**Problema curto**
Informe, copiando-as por inteiro, todas as linhas do material abaixo em que aparece a sequência "integer".

================================

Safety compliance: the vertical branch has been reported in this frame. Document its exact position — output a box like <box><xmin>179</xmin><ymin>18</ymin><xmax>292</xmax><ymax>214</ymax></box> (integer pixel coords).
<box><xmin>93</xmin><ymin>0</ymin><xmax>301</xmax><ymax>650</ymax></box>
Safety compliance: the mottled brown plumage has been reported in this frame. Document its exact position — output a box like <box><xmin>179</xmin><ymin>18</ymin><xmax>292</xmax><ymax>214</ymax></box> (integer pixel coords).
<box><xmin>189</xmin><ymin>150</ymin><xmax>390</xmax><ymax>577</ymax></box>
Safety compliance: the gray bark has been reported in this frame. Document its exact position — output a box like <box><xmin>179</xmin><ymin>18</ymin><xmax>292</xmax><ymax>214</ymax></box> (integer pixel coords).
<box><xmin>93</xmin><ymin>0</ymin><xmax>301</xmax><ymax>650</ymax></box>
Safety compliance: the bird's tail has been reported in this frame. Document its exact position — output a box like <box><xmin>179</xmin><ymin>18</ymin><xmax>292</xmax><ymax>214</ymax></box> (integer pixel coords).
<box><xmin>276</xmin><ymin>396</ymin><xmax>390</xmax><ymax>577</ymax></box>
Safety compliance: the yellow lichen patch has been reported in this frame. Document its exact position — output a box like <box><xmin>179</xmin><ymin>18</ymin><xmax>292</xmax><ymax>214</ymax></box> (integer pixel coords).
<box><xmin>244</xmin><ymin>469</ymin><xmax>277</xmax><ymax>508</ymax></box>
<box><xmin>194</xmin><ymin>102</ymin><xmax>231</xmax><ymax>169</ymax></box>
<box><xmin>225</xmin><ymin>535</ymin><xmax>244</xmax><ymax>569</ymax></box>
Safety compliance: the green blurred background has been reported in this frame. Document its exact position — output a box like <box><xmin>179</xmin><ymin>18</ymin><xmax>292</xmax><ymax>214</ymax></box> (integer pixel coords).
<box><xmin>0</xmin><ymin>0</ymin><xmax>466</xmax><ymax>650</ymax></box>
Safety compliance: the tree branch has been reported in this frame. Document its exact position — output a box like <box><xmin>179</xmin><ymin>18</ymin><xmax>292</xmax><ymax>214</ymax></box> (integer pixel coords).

================================

**Resposta do exercício**
Safety compliance: the vertical branch has been reported in this frame. Document its exact position — output a box like <box><xmin>179</xmin><ymin>18</ymin><xmax>292</xmax><ymax>214</ymax></box> (integer pixel coords).
Safety compliance: the mottled brown plumage has been reported in this frame. Document its exact position — output a box like <box><xmin>179</xmin><ymin>18</ymin><xmax>292</xmax><ymax>214</ymax></box> (integer pixel coords).
Safety compliance: the gray bark has been reported in this frame. Document its exact position — output a box like <box><xmin>179</xmin><ymin>18</ymin><xmax>292</xmax><ymax>214</ymax></box> (integer pixel coords).
Safety compliance: the bird's tail has been reported in this frame. Document its exact position — output a box like <box><xmin>179</xmin><ymin>18</ymin><xmax>292</xmax><ymax>214</ymax></box> (integer pixel coords).
Safety compliance: the yellow lichen patch has been reported in this frame. Document its exact position — output a box like <box><xmin>179</xmin><ymin>18</ymin><xmax>292</xmax><ymax>214</ymax></box> (integer pixel coords).
Safety compliance: the green blurred background has been reported in this frame. Document its exact position — output a box like <box><xmin>179</xmin><ymin>18</ymin><xmax>292</xmax><ymax>214</ymax></box> (integer pixel coords).
Safety compliance: the tree branch has been reported in this frame. Document its exact position — output a box like <box><xmin>179</xmin><ymin>18</ymin><xmax>292</xmax><ymax>214</ymax></box> (integer pixel coords).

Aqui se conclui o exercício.